* [WORK TO COMPLETE] In the listing below, locate the line containing "the shoe sole."; reproduce that line and all lines that follow it, unchanged.

[start of RECORDS SUPPLIED]

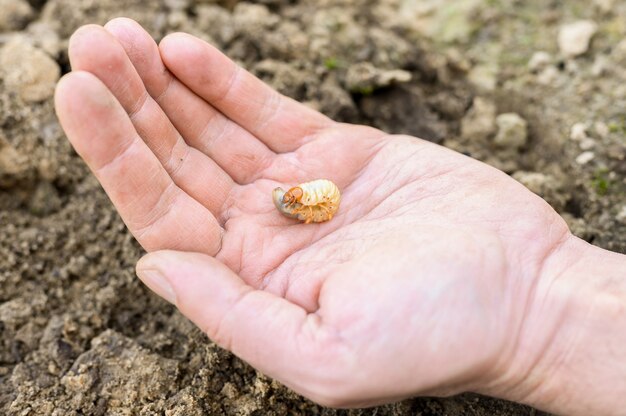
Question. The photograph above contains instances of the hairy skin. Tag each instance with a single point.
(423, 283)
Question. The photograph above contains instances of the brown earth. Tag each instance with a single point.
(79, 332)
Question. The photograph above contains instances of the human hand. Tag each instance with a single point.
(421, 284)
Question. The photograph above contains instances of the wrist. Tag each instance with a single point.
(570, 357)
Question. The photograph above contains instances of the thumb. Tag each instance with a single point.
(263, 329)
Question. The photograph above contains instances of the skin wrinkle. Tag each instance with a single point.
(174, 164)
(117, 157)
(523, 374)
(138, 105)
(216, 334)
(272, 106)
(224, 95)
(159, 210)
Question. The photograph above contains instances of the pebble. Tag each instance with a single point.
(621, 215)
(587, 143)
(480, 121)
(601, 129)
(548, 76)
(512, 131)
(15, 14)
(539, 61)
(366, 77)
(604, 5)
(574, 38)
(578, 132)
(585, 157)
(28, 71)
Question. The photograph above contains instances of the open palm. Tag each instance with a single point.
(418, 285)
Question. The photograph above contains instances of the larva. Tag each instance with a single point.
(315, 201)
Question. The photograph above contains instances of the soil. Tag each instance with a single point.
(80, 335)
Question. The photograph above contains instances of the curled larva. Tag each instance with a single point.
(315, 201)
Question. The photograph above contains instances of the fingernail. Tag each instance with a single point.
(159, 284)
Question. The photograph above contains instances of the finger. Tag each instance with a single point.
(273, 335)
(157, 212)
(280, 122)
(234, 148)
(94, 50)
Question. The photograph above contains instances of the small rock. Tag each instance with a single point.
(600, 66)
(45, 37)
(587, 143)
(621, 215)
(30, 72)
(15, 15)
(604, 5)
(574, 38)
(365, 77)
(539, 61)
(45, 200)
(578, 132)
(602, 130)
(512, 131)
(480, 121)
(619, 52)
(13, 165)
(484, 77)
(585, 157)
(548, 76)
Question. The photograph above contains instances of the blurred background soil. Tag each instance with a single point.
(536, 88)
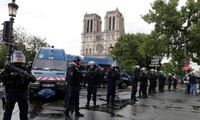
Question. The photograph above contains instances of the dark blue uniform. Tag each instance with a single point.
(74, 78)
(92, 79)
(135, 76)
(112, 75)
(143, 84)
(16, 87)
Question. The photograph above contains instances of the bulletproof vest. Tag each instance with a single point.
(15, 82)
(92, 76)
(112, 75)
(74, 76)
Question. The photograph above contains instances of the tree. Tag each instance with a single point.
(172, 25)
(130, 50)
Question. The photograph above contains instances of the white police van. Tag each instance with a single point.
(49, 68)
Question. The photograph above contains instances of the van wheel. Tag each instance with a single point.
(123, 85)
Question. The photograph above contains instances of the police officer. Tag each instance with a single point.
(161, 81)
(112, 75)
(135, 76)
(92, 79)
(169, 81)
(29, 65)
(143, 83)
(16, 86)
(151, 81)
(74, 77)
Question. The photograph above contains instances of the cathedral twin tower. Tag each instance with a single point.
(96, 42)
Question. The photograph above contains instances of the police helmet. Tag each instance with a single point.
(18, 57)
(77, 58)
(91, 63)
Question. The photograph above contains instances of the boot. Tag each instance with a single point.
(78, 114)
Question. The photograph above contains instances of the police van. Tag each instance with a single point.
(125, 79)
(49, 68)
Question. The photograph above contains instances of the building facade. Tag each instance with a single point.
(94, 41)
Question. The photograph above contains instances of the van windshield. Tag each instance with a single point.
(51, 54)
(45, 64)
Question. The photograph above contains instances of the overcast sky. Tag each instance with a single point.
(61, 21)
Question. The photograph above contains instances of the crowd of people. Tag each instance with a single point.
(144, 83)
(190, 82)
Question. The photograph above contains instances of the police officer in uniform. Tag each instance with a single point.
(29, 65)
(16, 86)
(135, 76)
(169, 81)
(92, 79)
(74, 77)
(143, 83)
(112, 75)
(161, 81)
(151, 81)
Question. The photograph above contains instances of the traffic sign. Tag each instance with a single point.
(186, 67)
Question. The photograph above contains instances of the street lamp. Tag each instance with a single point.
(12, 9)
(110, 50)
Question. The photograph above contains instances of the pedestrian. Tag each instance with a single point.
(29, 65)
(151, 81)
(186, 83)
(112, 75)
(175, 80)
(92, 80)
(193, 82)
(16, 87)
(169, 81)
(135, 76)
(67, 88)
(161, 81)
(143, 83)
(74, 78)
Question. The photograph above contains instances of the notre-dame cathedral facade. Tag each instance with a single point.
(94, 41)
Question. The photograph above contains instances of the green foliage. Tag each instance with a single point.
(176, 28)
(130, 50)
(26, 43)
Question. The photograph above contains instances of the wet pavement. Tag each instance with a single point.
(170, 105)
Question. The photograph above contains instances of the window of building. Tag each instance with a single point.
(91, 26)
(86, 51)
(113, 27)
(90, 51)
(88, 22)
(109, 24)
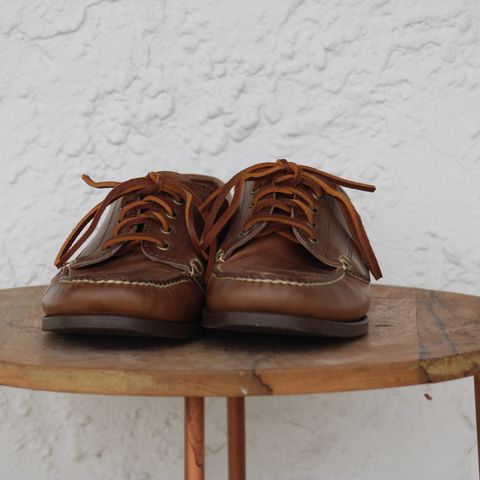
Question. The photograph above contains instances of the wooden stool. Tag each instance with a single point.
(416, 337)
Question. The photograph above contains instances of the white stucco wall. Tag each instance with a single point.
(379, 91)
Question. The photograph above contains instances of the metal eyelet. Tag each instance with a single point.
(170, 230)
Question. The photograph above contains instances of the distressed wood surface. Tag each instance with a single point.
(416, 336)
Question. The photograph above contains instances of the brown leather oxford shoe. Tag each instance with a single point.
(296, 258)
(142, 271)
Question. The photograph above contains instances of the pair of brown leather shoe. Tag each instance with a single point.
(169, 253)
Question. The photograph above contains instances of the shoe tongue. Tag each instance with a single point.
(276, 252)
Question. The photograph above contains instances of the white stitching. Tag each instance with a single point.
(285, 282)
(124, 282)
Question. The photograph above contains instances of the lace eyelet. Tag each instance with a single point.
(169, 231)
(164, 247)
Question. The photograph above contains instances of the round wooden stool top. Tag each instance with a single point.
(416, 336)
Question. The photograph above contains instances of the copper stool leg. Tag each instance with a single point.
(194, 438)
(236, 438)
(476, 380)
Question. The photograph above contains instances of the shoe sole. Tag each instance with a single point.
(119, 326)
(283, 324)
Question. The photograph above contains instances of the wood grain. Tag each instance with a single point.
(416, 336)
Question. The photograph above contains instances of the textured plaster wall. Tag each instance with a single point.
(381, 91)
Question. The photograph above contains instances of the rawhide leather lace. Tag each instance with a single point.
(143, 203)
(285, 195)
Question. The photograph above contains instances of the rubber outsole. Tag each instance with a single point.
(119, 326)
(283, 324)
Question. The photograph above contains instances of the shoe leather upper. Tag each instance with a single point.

[end of RECORDS SUPPLIED]

* [SOLUTION TO THIS TASK]
Question. The photograph above contains instances of the shoe sole. Tag each instance with a single point.
(119, 326)
(283, 324)
Question. The photograph above contains instances of the wood grain. Tag each instance with a single point.
(416, 336)
Question. The photograph above contains instances of the textured plaster wall. Tag each instance with a single point.
(381, 91)
Question. The photograph above contains instances of the rawhide leather lace. Tag each instance with a single point.
(143, 203)
(285, 195)
Question. The photograph above contains instances of the rubber outsole. Tag each instance with a single point.
(119, 326)
(283, 324)
Question. The photograph above contains instances of the shoe leather upper. Tag each instance with a single point.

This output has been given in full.